(Task requirements) Find each line in the records below that contains the string "cloud", and copy those lines. Matching is case-sensitive.

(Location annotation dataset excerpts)
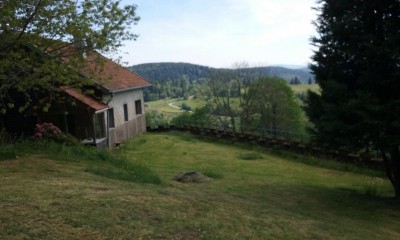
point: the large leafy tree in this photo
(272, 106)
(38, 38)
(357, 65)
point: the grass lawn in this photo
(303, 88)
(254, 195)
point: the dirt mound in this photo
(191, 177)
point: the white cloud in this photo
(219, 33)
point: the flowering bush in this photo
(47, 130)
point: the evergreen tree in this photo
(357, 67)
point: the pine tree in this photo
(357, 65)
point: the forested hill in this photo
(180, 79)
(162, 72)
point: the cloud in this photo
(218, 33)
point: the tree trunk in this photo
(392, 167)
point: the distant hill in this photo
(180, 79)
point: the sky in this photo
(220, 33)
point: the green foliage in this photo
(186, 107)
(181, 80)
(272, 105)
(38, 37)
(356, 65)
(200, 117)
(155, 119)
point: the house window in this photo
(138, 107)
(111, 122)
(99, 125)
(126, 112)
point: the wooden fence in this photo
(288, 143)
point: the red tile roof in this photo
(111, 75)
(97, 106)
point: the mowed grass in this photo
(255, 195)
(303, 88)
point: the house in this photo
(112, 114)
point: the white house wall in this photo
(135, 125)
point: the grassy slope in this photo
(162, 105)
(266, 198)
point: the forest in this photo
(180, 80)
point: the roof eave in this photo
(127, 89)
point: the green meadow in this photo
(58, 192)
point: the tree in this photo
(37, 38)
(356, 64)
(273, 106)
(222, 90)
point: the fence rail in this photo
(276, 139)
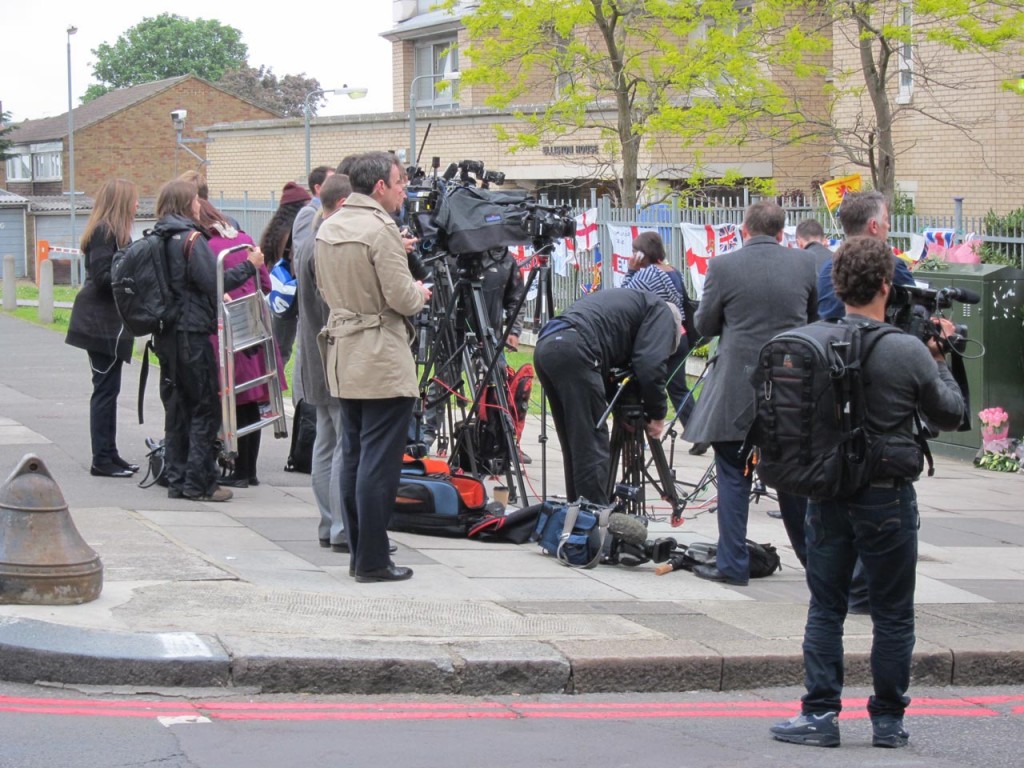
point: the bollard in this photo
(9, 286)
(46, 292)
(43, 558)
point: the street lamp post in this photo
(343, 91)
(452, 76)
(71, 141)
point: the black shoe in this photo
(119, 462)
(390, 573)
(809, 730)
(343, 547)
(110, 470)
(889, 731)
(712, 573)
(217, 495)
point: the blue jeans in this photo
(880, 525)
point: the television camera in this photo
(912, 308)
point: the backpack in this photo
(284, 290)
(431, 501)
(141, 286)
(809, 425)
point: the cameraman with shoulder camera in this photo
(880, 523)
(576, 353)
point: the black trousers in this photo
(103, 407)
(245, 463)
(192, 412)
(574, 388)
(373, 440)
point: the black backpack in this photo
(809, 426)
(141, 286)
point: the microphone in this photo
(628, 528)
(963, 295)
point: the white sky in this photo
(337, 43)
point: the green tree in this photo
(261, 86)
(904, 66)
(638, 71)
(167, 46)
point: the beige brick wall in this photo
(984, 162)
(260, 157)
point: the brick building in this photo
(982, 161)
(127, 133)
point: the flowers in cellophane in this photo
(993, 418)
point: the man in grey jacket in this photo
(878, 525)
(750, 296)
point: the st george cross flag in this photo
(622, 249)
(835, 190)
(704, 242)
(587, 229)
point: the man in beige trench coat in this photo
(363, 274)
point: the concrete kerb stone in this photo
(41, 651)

...

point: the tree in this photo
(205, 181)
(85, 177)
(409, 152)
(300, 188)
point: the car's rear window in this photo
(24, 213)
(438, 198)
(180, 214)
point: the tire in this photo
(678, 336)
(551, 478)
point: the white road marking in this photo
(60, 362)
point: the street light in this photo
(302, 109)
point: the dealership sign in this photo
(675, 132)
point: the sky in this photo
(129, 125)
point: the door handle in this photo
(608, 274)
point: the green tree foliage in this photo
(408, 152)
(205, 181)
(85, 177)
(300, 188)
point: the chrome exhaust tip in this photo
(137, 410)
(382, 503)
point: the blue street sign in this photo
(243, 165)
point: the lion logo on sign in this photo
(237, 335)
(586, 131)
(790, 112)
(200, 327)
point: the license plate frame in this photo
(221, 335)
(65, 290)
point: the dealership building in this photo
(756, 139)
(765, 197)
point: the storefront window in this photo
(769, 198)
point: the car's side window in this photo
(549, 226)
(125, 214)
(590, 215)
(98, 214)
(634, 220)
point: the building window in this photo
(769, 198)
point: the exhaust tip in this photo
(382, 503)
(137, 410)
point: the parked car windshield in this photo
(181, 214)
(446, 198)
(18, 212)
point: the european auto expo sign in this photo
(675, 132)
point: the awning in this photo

(Exercise output)
point: the white cloud in this photo
point: the cloud in this photo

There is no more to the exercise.